▶ **Records from a data collection**:
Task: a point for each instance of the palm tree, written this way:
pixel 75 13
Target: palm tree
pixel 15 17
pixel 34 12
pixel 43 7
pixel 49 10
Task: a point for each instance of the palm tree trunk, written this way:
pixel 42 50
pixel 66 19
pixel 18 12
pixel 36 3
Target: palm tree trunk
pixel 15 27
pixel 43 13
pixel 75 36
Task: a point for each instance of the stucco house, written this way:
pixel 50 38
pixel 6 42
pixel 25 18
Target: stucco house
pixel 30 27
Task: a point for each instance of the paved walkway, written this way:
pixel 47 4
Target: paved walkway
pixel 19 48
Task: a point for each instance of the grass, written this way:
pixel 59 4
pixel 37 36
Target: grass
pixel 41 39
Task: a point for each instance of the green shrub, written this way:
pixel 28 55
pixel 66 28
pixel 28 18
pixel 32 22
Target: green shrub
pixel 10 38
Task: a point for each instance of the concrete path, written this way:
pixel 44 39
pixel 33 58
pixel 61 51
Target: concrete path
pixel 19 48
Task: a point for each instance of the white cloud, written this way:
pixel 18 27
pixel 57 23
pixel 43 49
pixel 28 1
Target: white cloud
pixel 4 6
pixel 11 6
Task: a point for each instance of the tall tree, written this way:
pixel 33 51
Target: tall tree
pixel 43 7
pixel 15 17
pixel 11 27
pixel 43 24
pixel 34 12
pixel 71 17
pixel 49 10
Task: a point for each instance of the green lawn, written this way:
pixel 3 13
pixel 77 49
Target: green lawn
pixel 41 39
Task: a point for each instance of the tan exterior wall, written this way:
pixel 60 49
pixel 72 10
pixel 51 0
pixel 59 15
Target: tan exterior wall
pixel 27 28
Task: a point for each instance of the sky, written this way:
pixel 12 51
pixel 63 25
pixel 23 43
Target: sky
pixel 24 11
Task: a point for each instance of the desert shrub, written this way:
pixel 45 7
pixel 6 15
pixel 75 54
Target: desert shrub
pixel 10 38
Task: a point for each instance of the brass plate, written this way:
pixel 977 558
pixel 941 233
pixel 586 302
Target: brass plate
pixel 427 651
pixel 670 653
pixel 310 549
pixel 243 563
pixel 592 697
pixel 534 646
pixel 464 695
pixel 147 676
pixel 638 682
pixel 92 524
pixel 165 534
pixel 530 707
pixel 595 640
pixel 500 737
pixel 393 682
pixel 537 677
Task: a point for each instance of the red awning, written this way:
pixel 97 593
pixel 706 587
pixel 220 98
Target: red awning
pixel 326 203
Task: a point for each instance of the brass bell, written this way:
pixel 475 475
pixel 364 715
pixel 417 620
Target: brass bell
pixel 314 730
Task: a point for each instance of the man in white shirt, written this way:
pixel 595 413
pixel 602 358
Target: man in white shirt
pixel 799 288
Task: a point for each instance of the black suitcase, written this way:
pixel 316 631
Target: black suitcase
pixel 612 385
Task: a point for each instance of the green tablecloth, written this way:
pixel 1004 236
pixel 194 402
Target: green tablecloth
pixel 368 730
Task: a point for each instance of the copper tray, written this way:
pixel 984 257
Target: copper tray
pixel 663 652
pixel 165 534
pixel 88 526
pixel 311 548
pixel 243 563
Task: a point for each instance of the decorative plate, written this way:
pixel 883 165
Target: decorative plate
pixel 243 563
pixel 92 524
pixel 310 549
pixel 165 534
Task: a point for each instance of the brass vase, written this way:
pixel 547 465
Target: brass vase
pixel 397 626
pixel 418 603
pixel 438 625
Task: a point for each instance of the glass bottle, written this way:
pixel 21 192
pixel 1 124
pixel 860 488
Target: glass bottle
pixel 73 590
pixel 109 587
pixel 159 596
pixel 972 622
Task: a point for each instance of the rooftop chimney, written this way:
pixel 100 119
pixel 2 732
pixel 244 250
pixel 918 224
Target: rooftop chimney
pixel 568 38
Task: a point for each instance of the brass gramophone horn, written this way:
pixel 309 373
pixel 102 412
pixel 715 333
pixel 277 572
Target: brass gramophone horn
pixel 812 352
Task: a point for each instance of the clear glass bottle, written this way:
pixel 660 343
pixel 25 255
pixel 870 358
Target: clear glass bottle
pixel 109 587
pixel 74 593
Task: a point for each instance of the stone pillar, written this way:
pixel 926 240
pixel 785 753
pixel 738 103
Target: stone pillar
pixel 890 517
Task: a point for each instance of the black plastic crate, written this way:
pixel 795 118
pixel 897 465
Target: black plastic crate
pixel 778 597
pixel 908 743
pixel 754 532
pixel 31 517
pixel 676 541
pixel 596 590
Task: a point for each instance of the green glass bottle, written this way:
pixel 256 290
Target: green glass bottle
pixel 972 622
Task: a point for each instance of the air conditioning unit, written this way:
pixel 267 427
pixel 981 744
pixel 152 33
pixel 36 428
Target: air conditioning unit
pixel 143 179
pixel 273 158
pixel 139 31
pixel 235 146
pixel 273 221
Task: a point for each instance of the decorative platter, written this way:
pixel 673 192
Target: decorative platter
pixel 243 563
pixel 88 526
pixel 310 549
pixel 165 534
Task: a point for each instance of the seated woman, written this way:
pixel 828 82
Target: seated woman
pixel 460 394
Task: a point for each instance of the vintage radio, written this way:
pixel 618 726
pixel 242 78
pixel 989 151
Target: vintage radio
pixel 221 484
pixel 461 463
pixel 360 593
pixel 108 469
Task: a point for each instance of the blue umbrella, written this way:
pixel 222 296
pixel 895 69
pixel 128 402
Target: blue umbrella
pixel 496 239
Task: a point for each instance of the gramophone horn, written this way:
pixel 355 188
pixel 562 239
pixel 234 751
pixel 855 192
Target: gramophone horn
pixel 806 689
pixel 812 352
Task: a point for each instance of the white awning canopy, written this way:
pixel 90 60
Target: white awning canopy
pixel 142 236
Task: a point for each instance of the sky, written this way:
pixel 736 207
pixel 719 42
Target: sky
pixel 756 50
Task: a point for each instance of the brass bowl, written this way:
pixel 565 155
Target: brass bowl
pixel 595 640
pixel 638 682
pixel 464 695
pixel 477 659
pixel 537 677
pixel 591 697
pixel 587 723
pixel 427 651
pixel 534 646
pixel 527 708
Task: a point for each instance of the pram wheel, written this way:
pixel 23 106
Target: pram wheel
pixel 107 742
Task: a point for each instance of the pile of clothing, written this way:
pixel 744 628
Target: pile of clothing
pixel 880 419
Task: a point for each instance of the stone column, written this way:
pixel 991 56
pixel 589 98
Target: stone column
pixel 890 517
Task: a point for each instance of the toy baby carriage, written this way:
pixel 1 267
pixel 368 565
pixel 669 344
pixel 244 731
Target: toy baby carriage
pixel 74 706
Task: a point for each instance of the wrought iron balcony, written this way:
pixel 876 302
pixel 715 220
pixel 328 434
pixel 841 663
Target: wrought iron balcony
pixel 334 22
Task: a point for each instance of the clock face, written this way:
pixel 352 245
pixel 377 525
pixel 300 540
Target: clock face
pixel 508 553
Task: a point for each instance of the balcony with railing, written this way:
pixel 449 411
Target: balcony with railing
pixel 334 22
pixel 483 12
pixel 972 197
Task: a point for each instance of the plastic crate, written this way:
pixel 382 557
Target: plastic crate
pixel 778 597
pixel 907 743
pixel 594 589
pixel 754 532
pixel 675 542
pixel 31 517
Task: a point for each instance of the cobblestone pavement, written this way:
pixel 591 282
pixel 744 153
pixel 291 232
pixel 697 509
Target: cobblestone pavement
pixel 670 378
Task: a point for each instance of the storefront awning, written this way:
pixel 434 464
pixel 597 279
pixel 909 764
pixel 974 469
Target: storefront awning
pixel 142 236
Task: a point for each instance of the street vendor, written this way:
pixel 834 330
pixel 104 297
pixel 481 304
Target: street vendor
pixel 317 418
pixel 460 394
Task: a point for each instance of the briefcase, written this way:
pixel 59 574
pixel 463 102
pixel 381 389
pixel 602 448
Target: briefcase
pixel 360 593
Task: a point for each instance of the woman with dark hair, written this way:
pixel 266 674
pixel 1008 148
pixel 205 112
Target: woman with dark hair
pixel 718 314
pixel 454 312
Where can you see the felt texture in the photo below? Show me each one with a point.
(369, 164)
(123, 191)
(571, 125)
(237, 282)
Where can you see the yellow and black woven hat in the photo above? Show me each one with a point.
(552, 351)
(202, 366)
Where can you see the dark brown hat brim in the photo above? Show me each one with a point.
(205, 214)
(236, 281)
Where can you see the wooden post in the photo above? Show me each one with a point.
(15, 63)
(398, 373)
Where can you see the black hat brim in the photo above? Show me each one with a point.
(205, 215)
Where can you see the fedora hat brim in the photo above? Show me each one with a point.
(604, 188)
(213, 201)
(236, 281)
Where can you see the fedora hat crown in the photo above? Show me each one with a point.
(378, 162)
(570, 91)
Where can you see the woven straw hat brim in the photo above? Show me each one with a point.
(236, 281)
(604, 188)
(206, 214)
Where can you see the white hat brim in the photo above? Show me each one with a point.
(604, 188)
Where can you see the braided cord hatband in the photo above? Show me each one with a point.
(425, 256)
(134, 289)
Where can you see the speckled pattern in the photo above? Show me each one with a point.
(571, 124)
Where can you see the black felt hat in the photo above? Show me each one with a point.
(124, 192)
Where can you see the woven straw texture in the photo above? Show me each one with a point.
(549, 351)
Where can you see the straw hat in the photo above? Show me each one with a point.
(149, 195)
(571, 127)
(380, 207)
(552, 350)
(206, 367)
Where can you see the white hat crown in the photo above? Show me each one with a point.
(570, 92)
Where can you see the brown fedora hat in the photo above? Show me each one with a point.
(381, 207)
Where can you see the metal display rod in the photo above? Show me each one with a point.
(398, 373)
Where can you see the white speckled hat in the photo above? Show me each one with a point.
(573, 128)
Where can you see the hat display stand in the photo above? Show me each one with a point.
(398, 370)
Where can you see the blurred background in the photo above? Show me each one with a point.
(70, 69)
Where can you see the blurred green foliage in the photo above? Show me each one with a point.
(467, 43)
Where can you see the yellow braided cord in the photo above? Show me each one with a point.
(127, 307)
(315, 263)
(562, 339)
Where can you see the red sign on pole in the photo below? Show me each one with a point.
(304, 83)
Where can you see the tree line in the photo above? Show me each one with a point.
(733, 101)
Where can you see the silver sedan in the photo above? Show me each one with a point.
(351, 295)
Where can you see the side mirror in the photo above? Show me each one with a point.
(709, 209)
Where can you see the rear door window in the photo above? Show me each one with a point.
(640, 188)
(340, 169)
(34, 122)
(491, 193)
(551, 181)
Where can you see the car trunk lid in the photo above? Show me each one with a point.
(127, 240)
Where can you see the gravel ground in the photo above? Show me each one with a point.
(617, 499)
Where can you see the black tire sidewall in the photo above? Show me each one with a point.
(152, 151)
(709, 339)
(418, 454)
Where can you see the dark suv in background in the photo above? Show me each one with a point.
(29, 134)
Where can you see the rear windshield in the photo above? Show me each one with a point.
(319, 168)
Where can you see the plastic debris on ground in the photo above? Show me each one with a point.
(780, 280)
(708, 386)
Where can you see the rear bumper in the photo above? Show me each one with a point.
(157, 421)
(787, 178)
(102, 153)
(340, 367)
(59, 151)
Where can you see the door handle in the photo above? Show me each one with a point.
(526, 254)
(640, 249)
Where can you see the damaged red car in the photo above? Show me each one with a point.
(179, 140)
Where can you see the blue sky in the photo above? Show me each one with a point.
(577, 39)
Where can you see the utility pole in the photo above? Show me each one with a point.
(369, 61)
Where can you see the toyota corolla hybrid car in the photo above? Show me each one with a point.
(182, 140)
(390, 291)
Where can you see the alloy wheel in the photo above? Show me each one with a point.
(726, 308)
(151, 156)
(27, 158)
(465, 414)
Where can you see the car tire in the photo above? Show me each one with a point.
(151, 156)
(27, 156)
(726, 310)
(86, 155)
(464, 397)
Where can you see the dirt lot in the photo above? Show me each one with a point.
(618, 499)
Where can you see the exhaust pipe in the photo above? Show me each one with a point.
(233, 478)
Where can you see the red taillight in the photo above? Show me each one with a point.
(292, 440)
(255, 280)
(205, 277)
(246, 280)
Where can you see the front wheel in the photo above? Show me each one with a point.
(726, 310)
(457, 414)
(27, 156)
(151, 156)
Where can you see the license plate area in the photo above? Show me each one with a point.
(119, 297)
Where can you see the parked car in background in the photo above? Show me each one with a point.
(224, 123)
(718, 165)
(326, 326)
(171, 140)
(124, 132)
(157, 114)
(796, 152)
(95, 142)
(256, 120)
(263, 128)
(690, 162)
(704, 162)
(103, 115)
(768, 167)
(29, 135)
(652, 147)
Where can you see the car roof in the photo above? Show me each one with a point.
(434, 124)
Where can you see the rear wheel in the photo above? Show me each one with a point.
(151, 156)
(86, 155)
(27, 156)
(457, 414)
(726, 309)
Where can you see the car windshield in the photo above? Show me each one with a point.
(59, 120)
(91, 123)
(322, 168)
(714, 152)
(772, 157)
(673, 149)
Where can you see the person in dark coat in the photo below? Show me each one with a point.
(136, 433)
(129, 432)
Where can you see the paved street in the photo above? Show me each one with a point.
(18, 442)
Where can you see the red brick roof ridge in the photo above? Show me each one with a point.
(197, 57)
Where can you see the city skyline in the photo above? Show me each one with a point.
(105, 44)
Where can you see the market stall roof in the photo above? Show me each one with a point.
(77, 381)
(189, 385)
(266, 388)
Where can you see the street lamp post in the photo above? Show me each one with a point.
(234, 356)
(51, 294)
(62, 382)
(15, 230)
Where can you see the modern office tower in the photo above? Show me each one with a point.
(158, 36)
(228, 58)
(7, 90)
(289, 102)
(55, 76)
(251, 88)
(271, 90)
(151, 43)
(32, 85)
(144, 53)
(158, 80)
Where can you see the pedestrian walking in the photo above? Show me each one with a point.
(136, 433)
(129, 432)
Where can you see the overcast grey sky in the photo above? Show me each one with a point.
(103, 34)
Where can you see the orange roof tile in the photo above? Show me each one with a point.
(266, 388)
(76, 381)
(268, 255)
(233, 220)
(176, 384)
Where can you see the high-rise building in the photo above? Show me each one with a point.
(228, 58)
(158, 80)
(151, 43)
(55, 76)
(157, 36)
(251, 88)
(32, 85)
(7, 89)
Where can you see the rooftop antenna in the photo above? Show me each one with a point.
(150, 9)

▶ **Description of the task**: Using the data above, repeat exactly the lines that begin at the line with "pixel 28 55" and end at the line with "pixel 984 257", both ends included.

▶ **Response to this exercise**:
pixel 28 55
pixel 66 28
pixel 28 18
pixel 32 22
Target: green shrub
pixel 10 38
Task: a point for each instance of the concrete path, written this way:
pixel 44 39
pixel 33 58
pixel 61 51
Target: concrete path
pixel 19 48
Task: a point for each instance of the white cloud, written this way:
pixel 18 27
pixel 57 23
pixel 43 49
pixel 28 1
Target: white cloud
pixel 4 6
pixel 11 6
Task: a point for each instance of the tall tree, written this way:
pixel 33 51
Target: tall tree
pixel 43 7
pixel 15 17
pixel 11 27
pixel 43 24
pixel 34 12
pixel 71 17
pixel 49 10
Task: a point for each instance of the green lawn, written this way:
pixel 3 13
pixel 77 49
Target: green lawn
pixel 41 39
Task: a point for each instance of the tan exterior wall, written this way:
pixel 60 49
pixel 72 10
pixel 51 0
pixel 59 15
Target: tan exterior wall
pixel 27 28
Task: a point for each instance of the sky, written this way:
pixel 12 51
pixel 63 25
pixel 23 43
Target: sky
pixel 24 11
Task: a point for each instance of the desert shrub, written this way:
pixel 45 7
pixel 6 15
pixel 75 54
Target: desert shrub
pixel 10 38
Task: a point for each instance of the brass plate, written this way:
pixel 977 558
pixel 941 233
pixel 586 302
Target: brass plate
pixel 427 651
pixel 670 653
pixel 310 549
pixel 243 563
pixel 592 697
pixel 534 646
pixel 464 695
pixel 147 676
pixel 638 682
pixel 92 524
pixel 165 534
pixel 530 707
pixel 595 640
pixel 500 737
pixel 393 682
pixel 537 677
Task: a point for each instance of the red awning, written this way:
pixel 97 593
pixel 706 587
pixel 220 98
Target: red awning
pixel 326 203
Task: a point for each instance of the brass bell, written this way:
pixel 475 475
pixel 364 715
pixel 417 620
Target: brass bell
pixel 314 730
Task: a point for each instance of the man in white shirt, written this way:
pixel 595 413
pixel 602 358
Target: man in white shirt
pixel 799 288
Task: a point for each instance of the black suitcase, written this way:
pixel 316 631
Target: black suitcase
pixel 612 385
Task: a point for each instance of the green tablecloth, written this way:
pixel 1004 236
pixel 194 402
Target: green tablecloth
pixel 368 730
Task: a point for each instance of the copper tray, written this way:
pixel 984 257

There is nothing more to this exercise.